Tâche A:
Répondez aux questions suivantes à partir du passage retenu :
(i) Quelle expression italienne est reprochée dans le doublage français du téléfilm ?
(ii) Dans quelle ville se trouvent les studios de l'UFA ?
(iii) En quelle matière les décors en dur sont-ils réalisés ?

Passage retenu:
┌──

Commençons par le détail le plus insignifiant, ce reproche fait d’avoir inséré dans le dialogue, doublé en français d’un téléfilm tourné en allemand, une expression, buona notte, qui signifie bonne nuit en italien (mal prononcé). Or c’est ridicule, la production allemande n’a aucune responsabilité sur le doublage commandé par la chaîne de télévision française qui a acheté son téléfilm. Donc le grief tombe à côté.

Bonnaud suppose aussi que les épisodes ne sont pas tournés à Venise, mais « dans un studio de Berlin ». Pas tout à fait : les studios de l’UFA sont dans une autre ville, au sud-ouest de Berlin, qui est Potsdam, Brandenburg (UFA Film & TV Produktion GmbH, Dianastrasse, 21, D-14482 Potsdam. Téléphone : 0049-3317060200. Fax : 0049-3317060149). Les studios Babelsberg, très connus, sont juste en face, de l’autre côté de l’August-Bebel-strasse (c’est là que Polanski a tourné The ghost writer). Bonnaud n’a pas pris la peine de se renseigner. De même, quand il affirme que les décors sont construits « en carton-pâte » : absolument ridicule, les tournages, sauf quelques intérieurs, qui sont assez rares, sont bien réalisés à Venise, en décors réels. Cette histoire de carton-pâte est récurrente, rabâchée par tout critique voulant dénigrer les procédés cinématographiques. Or il faut savoir que les décors de cinéma ne sont JAMAIS faits en carton-pâte, matière qui revient cher, qui met des heures à sécher, et qui est très peu pratique. Les décors en dur sont réalisés en plâtre, tout simplement, et les cloisons, en contre-plaqué ou en toile peinte. Mais Bonnaud, qui a sans doute interviewé des réalisateurs, parle de ce qu’il ne connaît pas, car il ne s’est pas donné la peine d’étudier la mise en scène elle-même.

└──

[Éléments issus d'une collection d'étiquetage]

┌──

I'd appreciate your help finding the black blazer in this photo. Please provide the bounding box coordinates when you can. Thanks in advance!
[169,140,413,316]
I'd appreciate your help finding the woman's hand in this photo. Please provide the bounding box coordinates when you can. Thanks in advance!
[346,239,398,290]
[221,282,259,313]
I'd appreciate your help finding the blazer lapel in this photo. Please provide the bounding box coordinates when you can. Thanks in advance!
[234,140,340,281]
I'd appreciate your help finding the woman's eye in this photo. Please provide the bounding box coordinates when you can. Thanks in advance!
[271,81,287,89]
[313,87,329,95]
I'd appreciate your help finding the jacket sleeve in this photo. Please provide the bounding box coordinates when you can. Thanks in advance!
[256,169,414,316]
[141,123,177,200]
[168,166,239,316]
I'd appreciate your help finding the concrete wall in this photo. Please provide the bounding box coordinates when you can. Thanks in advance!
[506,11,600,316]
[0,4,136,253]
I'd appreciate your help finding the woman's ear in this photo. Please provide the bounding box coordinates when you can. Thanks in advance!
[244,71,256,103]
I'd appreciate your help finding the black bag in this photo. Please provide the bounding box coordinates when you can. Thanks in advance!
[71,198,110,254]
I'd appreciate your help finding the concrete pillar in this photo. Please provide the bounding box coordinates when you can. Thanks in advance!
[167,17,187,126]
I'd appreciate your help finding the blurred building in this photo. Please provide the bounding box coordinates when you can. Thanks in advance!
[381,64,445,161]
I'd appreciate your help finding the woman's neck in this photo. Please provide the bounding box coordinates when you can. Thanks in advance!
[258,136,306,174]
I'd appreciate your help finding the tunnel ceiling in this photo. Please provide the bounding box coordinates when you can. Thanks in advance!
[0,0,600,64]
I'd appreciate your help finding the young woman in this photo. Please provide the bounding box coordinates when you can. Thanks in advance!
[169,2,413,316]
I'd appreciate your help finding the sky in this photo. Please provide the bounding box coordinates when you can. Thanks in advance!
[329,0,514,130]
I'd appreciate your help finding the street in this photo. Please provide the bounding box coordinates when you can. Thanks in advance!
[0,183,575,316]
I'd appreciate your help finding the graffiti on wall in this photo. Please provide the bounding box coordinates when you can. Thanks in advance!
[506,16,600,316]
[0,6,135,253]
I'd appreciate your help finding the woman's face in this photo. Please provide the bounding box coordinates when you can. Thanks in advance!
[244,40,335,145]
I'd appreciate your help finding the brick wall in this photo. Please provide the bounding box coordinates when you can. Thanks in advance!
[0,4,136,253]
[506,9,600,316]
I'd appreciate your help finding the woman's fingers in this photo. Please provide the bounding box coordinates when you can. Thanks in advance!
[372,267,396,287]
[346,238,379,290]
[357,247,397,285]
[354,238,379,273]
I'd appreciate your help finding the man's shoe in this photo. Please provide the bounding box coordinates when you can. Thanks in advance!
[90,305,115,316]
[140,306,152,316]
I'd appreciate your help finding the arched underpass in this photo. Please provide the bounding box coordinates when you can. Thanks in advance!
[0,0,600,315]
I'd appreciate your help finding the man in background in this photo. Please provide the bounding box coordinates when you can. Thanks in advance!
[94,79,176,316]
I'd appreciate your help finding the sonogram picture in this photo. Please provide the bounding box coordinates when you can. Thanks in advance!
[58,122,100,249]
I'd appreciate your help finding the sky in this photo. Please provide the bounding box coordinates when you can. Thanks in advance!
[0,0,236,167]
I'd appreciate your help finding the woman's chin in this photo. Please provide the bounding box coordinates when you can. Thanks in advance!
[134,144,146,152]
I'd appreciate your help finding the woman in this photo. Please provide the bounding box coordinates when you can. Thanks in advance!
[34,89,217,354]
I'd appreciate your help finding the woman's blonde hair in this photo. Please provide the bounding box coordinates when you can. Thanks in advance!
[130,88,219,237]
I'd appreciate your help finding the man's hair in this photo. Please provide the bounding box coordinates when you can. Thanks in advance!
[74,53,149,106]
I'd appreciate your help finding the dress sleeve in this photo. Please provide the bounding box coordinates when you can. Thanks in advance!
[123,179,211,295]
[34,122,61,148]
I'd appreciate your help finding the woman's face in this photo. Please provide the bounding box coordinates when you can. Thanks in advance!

└──

Tâche B: Remplacez « man's hair » par « man's beard » dans les lignes des entrées allant de celle qui contient « I'd appreciate your help finding the man's hair » à celle qui contient « [74,53,149,106] », ces deux lignes comprises. Redonnez uniquement ces lignes, sans rien changer d'autre.

Réponse complète A:
(i) Buona notte.
(ii) À Potsdam.
(iii) En plâtre.

Réponse complète B:
I'd appreciate your help finding the man's beard in this photo. Please provide the bounding box coordinates when you can. Thanks in advance!
[74,53,149,106]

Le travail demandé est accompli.